Source passage =
# My Favorite Scrap Yard Explored



## rake60 (Mar 31, 2008)

As most of you know, I'm a history buff.
I knew the scrap yard that I shop for stock at was in the area of a coal mine
that many of my distant ancestors, including both of my Grandfathers had 
worked in at a much too young age.

A little reseach turned up this article.
*Stump Creek:
Was originally called Kramer, because this town was built on what was originally the farm of George Kramer which he purchased in 1862. Mr. Kramer was also a lumberman who rafted logs down the Mahoning Creek and then onto Pittsburgh via the Allegheny River. At the time of his death, he was the school director and the township supervisor. In 1899 his widow sold the land to a mining company and a mining town was built. The mine shaft was dug at the current site of Gruda Metals who now operates a very large scrap metals operation. The company store was on Rt.119 where a tavern now sits. Many company houses were built in the 1920's. When the post office was established (date not given) the name was changed to Stump Creek after the little stream that runs through the lands of the George Kramer farm.*

On my last visit there I found the owner and asked him where the portal was to the original
mine. He pointed to the ruins of a large red brick building and said, "It was in the center of that
building. The riveted iron beams you can see around it are parts of the old main hoist beam."

My Grandfathers were in their mid teens when they rode that hoist down into that mine.

Problems =
(a) According to the scrap yard post, in what year did George Kramer's widow sell the land to a mining company?
(b) List every waterway named in the scrap yard post.
(c) Print the part of the scrap yard post that opens with the words containing "As most of you" and closes with "up this article.".

(Entries taken from a collection)
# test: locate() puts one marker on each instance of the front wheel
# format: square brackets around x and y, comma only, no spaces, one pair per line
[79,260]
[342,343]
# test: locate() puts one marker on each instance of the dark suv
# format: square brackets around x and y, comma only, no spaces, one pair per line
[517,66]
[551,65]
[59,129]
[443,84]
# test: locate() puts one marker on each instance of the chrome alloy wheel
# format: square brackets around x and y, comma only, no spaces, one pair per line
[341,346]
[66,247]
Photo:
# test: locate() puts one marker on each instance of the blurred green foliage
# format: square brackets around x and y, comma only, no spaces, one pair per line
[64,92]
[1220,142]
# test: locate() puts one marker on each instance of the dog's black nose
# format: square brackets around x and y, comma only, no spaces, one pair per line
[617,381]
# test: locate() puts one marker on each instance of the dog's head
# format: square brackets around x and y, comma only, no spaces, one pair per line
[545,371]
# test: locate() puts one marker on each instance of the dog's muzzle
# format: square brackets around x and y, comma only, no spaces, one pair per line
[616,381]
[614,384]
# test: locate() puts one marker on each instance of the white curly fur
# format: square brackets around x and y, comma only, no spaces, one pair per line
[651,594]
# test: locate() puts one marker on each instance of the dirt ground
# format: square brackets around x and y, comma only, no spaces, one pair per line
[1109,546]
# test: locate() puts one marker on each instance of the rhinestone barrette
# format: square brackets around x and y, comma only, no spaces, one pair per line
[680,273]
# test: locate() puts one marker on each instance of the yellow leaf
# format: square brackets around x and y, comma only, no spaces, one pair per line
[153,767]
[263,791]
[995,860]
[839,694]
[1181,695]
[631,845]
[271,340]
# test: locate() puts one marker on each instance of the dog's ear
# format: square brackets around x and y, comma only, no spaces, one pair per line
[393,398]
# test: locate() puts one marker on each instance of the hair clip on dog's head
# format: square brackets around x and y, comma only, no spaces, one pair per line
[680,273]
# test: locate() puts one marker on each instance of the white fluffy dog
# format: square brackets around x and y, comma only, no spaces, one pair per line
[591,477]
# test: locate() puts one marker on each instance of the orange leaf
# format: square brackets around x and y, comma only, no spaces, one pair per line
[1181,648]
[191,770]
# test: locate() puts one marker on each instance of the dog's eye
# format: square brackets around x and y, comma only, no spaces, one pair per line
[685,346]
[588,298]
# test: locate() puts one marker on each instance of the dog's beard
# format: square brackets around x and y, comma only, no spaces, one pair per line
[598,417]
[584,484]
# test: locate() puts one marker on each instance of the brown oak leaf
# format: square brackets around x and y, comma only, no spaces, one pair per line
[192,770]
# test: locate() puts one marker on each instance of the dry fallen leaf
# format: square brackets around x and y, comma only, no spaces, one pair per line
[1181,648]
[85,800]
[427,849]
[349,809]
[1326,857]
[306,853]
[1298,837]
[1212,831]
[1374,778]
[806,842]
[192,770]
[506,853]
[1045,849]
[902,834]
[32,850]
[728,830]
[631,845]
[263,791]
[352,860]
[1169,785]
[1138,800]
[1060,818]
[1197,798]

Answers to each task =
(a) 1899

(b) Mahoning Creek, Allegheny River, Stump Creek

(c)
As most of you know, I'm a history buff.
I knew the scrap yard that I shop for stock at was in the area of a coal mine
that many of my distant ancestors, including both of my Grandfathers had 
worked in at a much too young age.

A little reseach turned up this article.